**Set tasks**
(1) Answer these questions using the futex post, one answer per line, marked (a), (b), (c):
(a) According to the first point, which field does wake_futex() actually wake, and at what moment?
(b) From which function was futex_wait_queue_me() recently refactored?
(c) In the described scenario, how long will the futex_q remain in schedule()?
(2) Reproduce the part of the futex post starting with "I'm working on" and going on through "second condition true.".
(3) Summarize the futex post in two sentences.

**Source**
----

I'm working on futex commentary cleanup patch series. While reading
through all the remaining comments, I've come across a couple I'd your
thoughts on:
The futex woken state is defined as:
* A futex_q has a woken state, just like tasks have TASK_RUNNING.
* It is considered woken when plist_node_empty(&q->list) || q->lock_ptr == 0.
* The order of wakup is always to make the first condition true, then
* wake up q->waiter, then make the second condition true.
1) wake_futex() actually wakes the task (q->task not q->waiter) after
the lock_ptr has been set to NULL. I believe this is fine and can
correct the comments accordingly.
2) futex_wait_queue_me() (recently refactored from futex_wait())
performs the following test:
/*
* !plist_node_empty() is safe here without any lock.
* q.lock_ptr != 0 is not safe, because of ordering against wakeup.
*/
if (likely(!plist_node_empty(&q->list))) {
/*
* If the timer has already expired, current will already be
* flagged for rescheduling. Only call schedule if there
* is no timeout, or if it has yet to expire.
*/
if (!timeout || timeout->task)
schedule();
}
As I understand it, this is to avoid a missed wakeup when a FUTEX_WAKE
call occurs after the queue_me() but before the futex_wait() call has
had a chance to call schedule() (via futex_wait_queue_me()). However,
as no locks are taken, I don't see what prevents the futex_q from being
removed from the hash list after the plist_node_empty() test and before
the call to schedule(). In this scenario, the futex_q will not be found
on the hash list by subsequent wakers, and it will remain in schedule()
until a timeout or signal occurs.
This leads me to the question on the comment: "!plist_node_empty() is
safe here without any lock." - Why is that safe?
Secondly, why is the q.lock_ptr test not safe? "q.lock_ptr != 0 is not
safe, because of ordering against wakeup."

----

**Entries supplied**

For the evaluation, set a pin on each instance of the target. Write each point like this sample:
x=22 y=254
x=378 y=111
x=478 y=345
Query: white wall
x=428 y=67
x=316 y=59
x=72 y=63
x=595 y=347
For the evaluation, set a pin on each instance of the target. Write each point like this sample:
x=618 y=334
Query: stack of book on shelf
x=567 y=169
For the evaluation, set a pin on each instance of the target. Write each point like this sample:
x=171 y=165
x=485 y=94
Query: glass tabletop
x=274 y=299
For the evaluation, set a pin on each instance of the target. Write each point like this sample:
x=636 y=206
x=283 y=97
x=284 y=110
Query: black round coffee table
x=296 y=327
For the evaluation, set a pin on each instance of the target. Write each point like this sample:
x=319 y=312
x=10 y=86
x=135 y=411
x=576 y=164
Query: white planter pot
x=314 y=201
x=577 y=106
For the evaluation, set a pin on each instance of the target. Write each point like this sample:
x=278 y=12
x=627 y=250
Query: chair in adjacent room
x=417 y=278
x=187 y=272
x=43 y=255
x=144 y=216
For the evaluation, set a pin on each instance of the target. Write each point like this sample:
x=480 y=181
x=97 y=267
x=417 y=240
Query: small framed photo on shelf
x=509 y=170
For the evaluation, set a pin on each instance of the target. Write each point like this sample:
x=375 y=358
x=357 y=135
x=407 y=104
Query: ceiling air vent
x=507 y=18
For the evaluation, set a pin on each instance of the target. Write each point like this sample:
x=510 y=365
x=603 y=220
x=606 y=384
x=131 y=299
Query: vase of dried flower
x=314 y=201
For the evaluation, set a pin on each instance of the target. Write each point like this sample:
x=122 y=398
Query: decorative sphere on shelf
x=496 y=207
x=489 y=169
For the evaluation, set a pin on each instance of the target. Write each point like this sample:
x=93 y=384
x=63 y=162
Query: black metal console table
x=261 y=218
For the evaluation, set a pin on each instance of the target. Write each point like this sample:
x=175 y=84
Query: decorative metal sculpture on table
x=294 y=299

----

**Written responses**
(1)
(a) It wakes q->task, not q->waiter, after the lock_ptr has been set to NULL.
(b) It was refactored from futex_wait().
(c) It remains there until a timeout or signal occurs.

(2)
I'm working on futex commentary cleanup patch series. While reading
through all the remaining comments, I've come across a couple I'd your
thoughts on:
The futex woken state is defined as:
* A futex_q has a woken state, just like tasks have TASK_RUNNING.
* It is considered woken when plist_node_empty(&q->list) || q->lock_ptr == 0.
* The order of wakup is always to make the first condition true, then
* wake up q->waiter, then make the second condition true.

(3) While working on a futex commentary cleanup patch series, the writer notes that wake_futex() wakes q->task after lock_ptr has been set to NULL, contrary to the documented wakeup order, and proposes correcting the comments. The writer also asks why futex_wait_queue_me() treats the lockless !plist_node_empty() test as safe, since the futex_q could be removed from the hash list before schedule() and stay there until a timeout or signal, and why the q.lock_ptr test is called unsafe.